TEXT SECTION
ID: 2647641 • Letter: I

Question

If a management team wishes to boost the company's stock price, then it should consider
paying off all long-term debt as rapidly as possible, keeping the company's dividend payout ratio between 25% and 50%, spending additional money on corporate citizenship and social responsibility, and maintaining a credit rating that is no less than B+.
boosting the company's dividend by $0.50 or more every year, increasing the company's retained earnings, and paying off all long-term debt as rapidly as possible in order to achieve an A+ credit rating.
pursuing actions to increase earnings per share each year, raising the company's dividend each year (ideally by at least $.05 per share), and repurchasing shares of common stock.
increasing its effort to boost its market share of branded footwear in all geographic regions, spending additional money on corporate citizenship and social responsibility, and keeping the company's image rating above 75.

WHAT YOU WILL DO
1. Using the stock-price question, answer:
(a) What is the lowest credit rating named in the first option?
(b) By how much per share does the third option say the dividend should ideally rise each year?
(c) Above what figure does the fourth option say the image rating should be kept?
2. Render this sentence from the stock-price question in Spanish: "If a management team wishes to boost the company's stock price, then it should consider pursuing actions to increase earnings per share each year, raising the company's dividend each year (ideally by at least $.05 per share), and repurchasing shares of common stock."
3. Resume the stock-price question from the point where it stops.
The material after this point comes from a different source.

DATA EXCERPT
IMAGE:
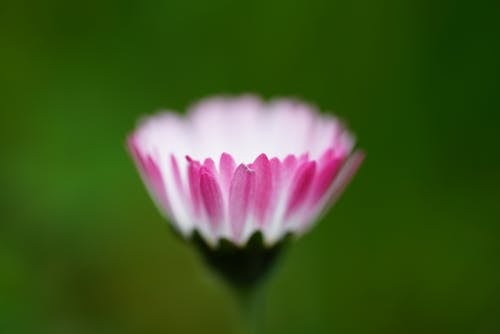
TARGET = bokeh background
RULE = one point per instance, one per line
(413, 246)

RESULTS BY TASK
1.
(a) B+
(b) At least $.05 per share
(c) 75

2. Si un equipo directivo desea aumentar el precio de las acciones de la empresa, entonces debería considerar emprender acciones para aumentar las ganancias por acción cada año, elevar el dividendo de la empresa cada año (idealmente en al menos $.05 por acción) y recomprar acciones ordinarias.

3.
increasing the company's retained earnings each year, keeping the company's credit rating at A (or above), spending amounts on corporate citizenship and social responsibility that are below the industry average, and issuing sufficient shares of common stock to raise the funds to pay off all long-term debt within 2 years.

Explanation / Answer

Answer:

The option of the above can be taken as:

paying off all long-term debt as rapidly as possible, keeping the company's dividend payout ratio between 25% and 50%, spending additional money on corporate citizenship and social responsibility, and maintaining a credit rating that is no less than B+.